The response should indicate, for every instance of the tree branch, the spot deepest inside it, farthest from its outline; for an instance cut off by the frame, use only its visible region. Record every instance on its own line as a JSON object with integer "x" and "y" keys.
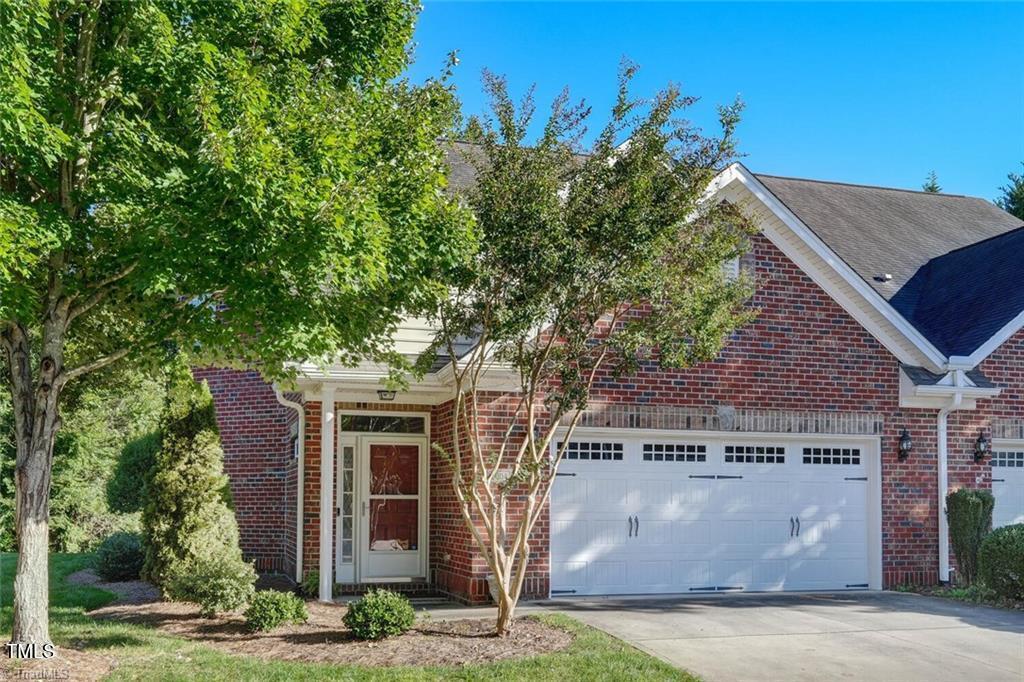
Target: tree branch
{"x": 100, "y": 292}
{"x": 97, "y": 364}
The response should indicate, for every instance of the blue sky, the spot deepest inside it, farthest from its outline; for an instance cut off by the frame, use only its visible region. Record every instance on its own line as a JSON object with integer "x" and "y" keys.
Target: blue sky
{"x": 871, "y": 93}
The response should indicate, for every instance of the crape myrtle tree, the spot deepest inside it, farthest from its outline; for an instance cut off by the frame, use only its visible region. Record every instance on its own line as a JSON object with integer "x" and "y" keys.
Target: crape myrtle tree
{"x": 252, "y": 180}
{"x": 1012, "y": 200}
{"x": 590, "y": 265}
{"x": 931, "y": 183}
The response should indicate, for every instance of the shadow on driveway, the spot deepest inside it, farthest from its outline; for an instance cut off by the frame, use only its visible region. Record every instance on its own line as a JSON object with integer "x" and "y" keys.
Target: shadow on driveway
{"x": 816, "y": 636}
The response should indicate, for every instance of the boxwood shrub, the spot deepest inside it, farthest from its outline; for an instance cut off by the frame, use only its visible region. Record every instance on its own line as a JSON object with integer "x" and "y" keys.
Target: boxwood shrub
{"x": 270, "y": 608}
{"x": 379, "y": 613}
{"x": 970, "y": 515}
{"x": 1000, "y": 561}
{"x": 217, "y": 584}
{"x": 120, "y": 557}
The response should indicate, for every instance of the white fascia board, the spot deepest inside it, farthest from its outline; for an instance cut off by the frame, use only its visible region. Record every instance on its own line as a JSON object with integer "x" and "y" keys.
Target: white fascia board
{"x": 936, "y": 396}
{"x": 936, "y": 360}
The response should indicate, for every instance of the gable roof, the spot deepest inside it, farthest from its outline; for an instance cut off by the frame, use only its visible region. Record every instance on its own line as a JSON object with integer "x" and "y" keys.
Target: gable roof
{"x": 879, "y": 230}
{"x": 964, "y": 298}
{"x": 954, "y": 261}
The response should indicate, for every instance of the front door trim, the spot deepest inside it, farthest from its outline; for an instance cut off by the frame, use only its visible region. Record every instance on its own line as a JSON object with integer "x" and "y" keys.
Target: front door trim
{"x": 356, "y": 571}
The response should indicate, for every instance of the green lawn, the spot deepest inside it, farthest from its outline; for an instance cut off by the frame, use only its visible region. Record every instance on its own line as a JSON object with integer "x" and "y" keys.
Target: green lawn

══════════

Copy all of the records above again, swapping each "instance" for "occurrence" and leaving everything else unchanged. Omit the pictures from your copy.

> [Output below]:
The response should indicate, for every occurrence of the tree branch, the spot deepest inside it, farthest from its outline; for an occurrence cut off by the frame, use only its visible region. Record every occurrence on its own line as a JSON object with integer "x" and "y" keys.
Target: tree branch
{"x": 100, "y": 292}
{"x": 97, "y": 364}
The response should indicate, for every occurrence of the blue sky, the spot deepest inside it, farthest from its outline; for an occurrence cut off by the frame, use only its visible region. Record every occurrence on its own line as a JSON object with integer "x" and "y" keys.
Target: blue sky
{"x": 871, "y": 93}
The response should indicate, for every occurrence of the crape myrtle tree, the spot deepest inside it, farthest from its outline; for an occurrence cut off by the frame, use only its visible region. Record every occurrence on its own line as a JSON object with integer "x" and "y" keys.
Target: crape myrtle tree
{"x": 252, "y": 180}
{"x": 1012, "y": 200}
{"x": 590, "y": 265}
{"x": 931, "y": 183}
The response should indicate, for every occurrence of the shadow on driveway, the spot deepest inside it, farthest from its outline; for an occurrence cut off by the frame, use only its visible region. Record every occurrence on its own line as a JSON object with integer "x" and "y" keys.
Target: shadow on driveway
{"x": 816, "y": 636}
The response should indicate, for every occurrence of the boxwood shrub, the spot deepest inside it, farthest from its outline; for an occurrence cut off by the frame, use only its visible region. Record every occurrence on its own line as a JSON object with integer "x" and "y" keys.
Target: boxwood shrub
{"x": 270, "y": 608}
{"x": 379, "y": 613}
{"x": 970, "y": 515}
{"x": 1000, "y": 561}
{"x": 217, "y": 584}
{"x": 120, "y": 557}
The response should indicate, for every occurrence of the white fascia board, the spot deepest inside it, farthest from its outline; for an occurrence cut off by the frame, use only its visible region. Record every occurrence on its own line as a JSON object with integer "x" and "y" keys.
Target: white fascia board
{"x": 936, "y": 396}
{"x": 936, "y": 360}
The response should indicate, for every occurrence of the gable roof, the spot deepest inside it, farthest from its outline; for an occurrence cut off by the frame, use only its visible region. Record every occurrence on its own line as a JSON object with integer "x" and "y" keys.
Target: gable roof
{"x": 879, "y": 230}
{"x": 964, "y": 298}
{"x": 954, "y": 261}
The response should indicate, for every occurrence of the front door trim, the spot deepest inside it, farthest from its outline; for an occurrence cut off by the frame, use only its visible region. Record every occurrence on its own line as a JSON object with integer "x" and "y" keys.
Target: front door trim
{"x": 356, "y": 571}
The response should indicate, for every occurrence of the green lawn, the spot deepest inside it, farthest from its outline; for an occurrence cut off by the frame, use only its visible region. Record every occurrence on its own line as a JSON object with integer "x" and "y" keys.
Target: green lawn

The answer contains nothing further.